• _EXTRACTED TEXT_:

________________________________________

Abarth’s raucous exhaust, while trying to imitate the snarl of a pit bull (fairly successfully), comes across more in attitude like a yapping Chihuahua. The bite doesn’t back up the bark, not even with the horsepower.
The standard 5-speed manual shifts with light effort and precision, but the clutch action is problematic because there’s such a tiny box for your feet. To make it worse, the clutch pedal has a long stroke and high location.
A 6-speed automatic transmission is available in the Turbo, Abarth, and Abarth Cabrio. There is a Sport mode that sharpens the transmission shift points and throttle response.
The Fiat 500 corners with liveliness and flexibility, like the frisky Ford Fiesta but different. Its wheelbase of 90.6 inches is the same as the old Honda CRX sports car (still popular for racing). The electric power steering has a meaty bite, and heavy feel; it’s certainly not over-boosted.
The Sport model, with its larger 16-inch wheels and stiffer suspension, rides nearly as nice as the Pop.

________________________________________

• _MATERIAL SHOWN_:
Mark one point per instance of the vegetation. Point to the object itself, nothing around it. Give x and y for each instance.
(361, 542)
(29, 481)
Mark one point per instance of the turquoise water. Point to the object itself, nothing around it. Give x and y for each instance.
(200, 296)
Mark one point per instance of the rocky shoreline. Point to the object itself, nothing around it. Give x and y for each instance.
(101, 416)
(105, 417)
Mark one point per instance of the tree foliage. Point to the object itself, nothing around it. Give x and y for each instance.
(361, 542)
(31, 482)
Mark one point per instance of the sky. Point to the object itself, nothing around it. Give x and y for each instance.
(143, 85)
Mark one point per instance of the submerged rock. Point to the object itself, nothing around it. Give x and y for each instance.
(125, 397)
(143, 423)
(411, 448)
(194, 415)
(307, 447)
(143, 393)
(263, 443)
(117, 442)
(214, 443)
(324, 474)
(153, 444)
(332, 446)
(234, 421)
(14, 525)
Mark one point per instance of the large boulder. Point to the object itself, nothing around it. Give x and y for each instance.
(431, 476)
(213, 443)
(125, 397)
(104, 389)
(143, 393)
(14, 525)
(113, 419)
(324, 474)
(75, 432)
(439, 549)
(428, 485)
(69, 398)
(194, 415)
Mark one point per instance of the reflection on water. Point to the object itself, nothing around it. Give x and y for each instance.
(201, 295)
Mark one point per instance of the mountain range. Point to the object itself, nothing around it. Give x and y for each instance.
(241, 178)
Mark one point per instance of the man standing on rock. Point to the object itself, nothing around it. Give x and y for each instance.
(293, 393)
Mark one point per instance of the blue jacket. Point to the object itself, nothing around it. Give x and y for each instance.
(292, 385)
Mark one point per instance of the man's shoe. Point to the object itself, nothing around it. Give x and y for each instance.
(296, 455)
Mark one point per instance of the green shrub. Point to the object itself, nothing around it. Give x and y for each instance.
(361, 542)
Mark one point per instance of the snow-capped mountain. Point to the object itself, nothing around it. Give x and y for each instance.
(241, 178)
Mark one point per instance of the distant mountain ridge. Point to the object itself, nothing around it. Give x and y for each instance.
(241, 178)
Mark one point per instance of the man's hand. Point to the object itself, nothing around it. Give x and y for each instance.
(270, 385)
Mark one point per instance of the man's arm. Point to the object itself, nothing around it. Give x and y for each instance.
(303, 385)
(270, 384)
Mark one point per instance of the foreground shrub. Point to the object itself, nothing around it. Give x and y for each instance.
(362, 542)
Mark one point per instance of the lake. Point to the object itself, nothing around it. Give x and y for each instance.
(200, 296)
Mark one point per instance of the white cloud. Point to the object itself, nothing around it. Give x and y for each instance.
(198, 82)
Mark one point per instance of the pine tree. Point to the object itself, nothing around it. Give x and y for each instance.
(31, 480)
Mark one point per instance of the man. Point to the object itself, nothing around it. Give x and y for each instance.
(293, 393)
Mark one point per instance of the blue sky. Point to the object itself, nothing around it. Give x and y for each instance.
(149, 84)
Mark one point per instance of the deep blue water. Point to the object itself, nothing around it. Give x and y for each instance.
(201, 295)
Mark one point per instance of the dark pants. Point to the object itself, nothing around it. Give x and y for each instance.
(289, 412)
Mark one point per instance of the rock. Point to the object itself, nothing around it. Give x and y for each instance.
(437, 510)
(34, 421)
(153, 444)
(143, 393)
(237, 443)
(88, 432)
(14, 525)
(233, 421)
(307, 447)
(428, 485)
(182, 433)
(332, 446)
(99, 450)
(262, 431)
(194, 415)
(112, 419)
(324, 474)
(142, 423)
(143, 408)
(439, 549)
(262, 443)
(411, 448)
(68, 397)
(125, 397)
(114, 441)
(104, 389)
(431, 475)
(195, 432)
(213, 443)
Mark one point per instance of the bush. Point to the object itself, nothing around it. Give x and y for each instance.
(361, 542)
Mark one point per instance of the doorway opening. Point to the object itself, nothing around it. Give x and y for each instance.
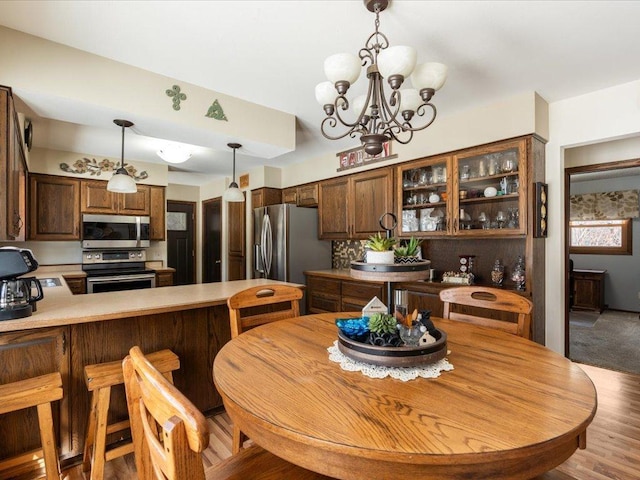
(602, 330)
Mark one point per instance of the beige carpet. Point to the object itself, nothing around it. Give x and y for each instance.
(610, 340)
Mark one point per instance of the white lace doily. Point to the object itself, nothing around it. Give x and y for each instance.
(377, 371)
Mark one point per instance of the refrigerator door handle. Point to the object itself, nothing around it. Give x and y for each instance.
(267, 245)
(257, 258)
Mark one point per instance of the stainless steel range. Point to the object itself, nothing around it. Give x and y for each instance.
(114, 270)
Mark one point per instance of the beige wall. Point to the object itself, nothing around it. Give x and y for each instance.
(520, 115)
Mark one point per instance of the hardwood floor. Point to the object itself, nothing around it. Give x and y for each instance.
(613, 439)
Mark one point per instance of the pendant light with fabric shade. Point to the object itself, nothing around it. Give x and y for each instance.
(233, 193)
(122, 182)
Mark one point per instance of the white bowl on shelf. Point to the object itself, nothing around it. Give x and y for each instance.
(490, 192)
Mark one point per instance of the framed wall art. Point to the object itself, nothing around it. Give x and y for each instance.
(541, 211)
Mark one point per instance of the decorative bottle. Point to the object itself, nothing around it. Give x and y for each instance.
(518, 274)
(497, 273)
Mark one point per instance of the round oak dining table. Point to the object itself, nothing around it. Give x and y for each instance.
(510, 408)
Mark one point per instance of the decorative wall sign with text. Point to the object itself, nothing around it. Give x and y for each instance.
(95, 168)
(356, 157)
(215, 111)
(540, 220)
(176, 95)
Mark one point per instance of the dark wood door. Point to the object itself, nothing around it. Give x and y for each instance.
(236, 267)
(180, 240)
(211, 247)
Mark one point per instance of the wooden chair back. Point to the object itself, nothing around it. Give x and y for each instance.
(168, 431)
(244, 316)
(488, 299)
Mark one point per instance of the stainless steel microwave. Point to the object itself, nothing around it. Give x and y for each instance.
(114, 231)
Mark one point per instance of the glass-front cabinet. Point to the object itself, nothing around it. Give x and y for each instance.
(475, 192)
(424, 208)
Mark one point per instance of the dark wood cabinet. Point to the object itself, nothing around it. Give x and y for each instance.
(264, 196)
(307, 195)
(12, 171)
(350, 207)
(157, 213)
(588, 290)
(326, 294)
(290, 195)
(164, 277)
(54, 208)
(95, 198)
(29, 354)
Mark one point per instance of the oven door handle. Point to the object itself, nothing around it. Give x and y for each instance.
(122, 278)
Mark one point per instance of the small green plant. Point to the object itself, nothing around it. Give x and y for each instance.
(379, 243)
(410, 249)
(381, 323)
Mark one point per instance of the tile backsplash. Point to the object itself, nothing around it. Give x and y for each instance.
(343, 252)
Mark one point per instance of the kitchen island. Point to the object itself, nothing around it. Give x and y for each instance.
(69, 331)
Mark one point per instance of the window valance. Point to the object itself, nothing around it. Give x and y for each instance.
(604, 205)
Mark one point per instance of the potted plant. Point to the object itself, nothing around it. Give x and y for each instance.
(409, 252)
(379, 249)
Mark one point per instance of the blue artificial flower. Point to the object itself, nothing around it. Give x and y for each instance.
(353, 327)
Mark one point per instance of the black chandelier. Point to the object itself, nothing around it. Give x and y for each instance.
(380, 117)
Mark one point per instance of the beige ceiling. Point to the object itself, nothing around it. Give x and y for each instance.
(271, 53)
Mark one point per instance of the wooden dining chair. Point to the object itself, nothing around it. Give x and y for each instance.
(169, 434)
(247, 308)
(516, 318)
(250, 308)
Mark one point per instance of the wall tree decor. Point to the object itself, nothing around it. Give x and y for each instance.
(215, 111)
(177, 96)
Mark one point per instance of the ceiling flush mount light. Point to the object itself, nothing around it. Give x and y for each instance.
(122, 182)
(233, 193)
(380, 116)
(174, 153)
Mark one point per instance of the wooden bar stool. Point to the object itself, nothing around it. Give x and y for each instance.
(36, 392)
(99, 379)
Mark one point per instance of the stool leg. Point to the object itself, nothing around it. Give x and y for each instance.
(89, 438)
(100, 443)
(48, 439)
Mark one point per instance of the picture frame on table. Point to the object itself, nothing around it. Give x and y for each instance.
(541, 211)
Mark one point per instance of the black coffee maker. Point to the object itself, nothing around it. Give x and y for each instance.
(17, 298)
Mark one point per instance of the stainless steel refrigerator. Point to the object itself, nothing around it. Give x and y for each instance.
(286, 243)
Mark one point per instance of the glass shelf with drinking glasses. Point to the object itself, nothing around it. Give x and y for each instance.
(491, 191)
(424, 202)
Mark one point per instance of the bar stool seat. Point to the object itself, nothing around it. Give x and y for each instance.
(36, 392)
(99, 379)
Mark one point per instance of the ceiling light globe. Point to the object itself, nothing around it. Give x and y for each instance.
(174, 154)
(398, 60)
(344, 67)
(325, 93)
(409, 99)
(429, 75)
(233, 194)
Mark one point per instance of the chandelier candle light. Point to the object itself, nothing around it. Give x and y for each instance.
(379, 118)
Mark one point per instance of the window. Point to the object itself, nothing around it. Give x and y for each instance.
(601, 237)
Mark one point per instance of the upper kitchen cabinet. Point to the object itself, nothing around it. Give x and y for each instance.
(97, 199)
(54, 208)
(157, 213)
(477, 192)
(350, 207)
(12, 171)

________________________________________

• _SET PROBLEM 1_:
Extract the part of the Fiat 500 text starting at "The Fiat 500" and ending at "as the Pop.".
• _SET PROBLEM 2_:
Show every line of the records that contains the word "chair". Matching is case-sensitive.
The Fiat 500 text has no connection to the records.

• _WORKED SOLUTION 1_:
The Fiat 500 corners with liveliness and flexibility, like the frisky Ford Fiesta but different. Its wheelbase of 90.6 inches is the same as the old Honda CRX sports car (still popular for racing). The electric power steering has a meaty bite, and heavy feel; it’s certainly not over-boosted.
The Sport model, with its larger 16-inch wheels and stiffer suspension, rides nearly as nice as the Pop.

• _WORKED SOLUTION 2_:
Mark one point per instance of the wooden chair back. Point to the object itself, nothing around it. Give x and y for each instance.
Mark one point per instance of the wooden dining chair. Point to the object itself, nothing around it. Give x and y for each instance.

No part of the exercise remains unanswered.